PASSAGE PROVIDED:

▼

I’m a little late to the party on this one, but last week, Drafthouse posted an undergraduate thesis on the subject of The FP (a favorite around here), entitled “The FP: A Reflection of Cultural Change and Stereotype Exploitation,” from some intercultural communications students at the University of Texas at San Antonio, Forrest Good, Jacqueline Ramstack and Demar Hall. Suffice to say, I read the entire thing. It’s awesome in the way that quotes from blackout drunks embedded into a dry police report are awesome, that endlessly compelling cocktail of clinical robot prose and vulgar vernacular, like making Stephen Hawking read a Penthouse letter.
I’ve excerpted my favorite quotes below:
The lack of alcoholics has caused the local duck population to flee, seeing as there is no one to feed them. As the character KCDC, played by Art Hsu, framed it, “What’s a f*ckin’ town with no ducks, JTRO? It’s nothin’! It ain’t nothin’! How’s a nigga supposed to sort his shit out without no ducks?” (Trost 2011).

▲

PROMPT 1: Summarize the post about the thesis on The FP in two sentences.
PROMPT 2: Write a continuation of the post about the thesis on The FP, beginning after its final sentence.

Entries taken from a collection
▼

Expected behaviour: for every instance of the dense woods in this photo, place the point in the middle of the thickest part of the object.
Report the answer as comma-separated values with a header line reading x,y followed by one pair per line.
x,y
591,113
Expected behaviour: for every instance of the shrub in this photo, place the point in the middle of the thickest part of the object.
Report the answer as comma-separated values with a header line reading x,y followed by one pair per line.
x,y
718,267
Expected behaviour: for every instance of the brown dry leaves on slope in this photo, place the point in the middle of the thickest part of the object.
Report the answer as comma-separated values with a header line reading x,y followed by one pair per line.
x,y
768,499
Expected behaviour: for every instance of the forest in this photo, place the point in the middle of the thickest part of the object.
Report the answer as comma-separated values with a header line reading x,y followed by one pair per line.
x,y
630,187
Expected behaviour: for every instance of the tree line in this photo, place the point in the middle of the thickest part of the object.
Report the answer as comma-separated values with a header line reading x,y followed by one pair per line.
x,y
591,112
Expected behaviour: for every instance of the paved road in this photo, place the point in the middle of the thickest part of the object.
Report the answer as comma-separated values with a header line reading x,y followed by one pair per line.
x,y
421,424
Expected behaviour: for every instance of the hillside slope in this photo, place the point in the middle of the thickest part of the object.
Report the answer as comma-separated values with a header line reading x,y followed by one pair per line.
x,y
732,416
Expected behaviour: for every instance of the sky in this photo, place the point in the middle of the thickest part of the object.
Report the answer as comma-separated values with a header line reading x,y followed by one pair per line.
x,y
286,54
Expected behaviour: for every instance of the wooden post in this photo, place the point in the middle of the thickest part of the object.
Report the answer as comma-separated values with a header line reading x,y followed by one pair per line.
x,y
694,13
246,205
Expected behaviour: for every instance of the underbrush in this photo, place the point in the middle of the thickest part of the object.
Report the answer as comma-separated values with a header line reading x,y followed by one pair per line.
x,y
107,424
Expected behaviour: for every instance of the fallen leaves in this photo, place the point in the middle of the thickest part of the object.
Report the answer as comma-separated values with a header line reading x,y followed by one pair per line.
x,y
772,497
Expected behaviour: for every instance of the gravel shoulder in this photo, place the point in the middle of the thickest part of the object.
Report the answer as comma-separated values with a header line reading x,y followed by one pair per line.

▲

TASK RESULT 1: Last week Drafthouse posted an undergraduate thesis titled "The FP: A Reflection of Cultural Change and Stereotype Exploitation," written by intercultural communications students Forrest Good, Jacqueline Ramstack and Demar Hall at the University of Texas at San Antonio, and the writer read all of it. The writer finds it awesome for its mix of clinical prose and vulgar vernacular and excerpts favorite quotes, including one stating that the lack of alcoholics caused the local duck population to flee.

TASK RESULT 2:
Probably the first time in academic history that a motivational speech about bringing back the town’s supply of booze and ducks has been used in a citation. Hopefully not the last.
The FP takes these concepts to an extreme, because it employs the monomyth, it is put in the same cultural conversation as many legitimately respected writings across the world such as Beowulf or The Lord of the Rings.
“…such as Beowulf or Lord of the Rings.” On one hand, I hope they mean the books, because I don’t like the idea that Beowulf and the Lord of the Rings movies are considered “legitimately respected.” If they mean the books, I like to imagine they pulled them blindly from a dirty pillowcase marked “EXAMPLES.”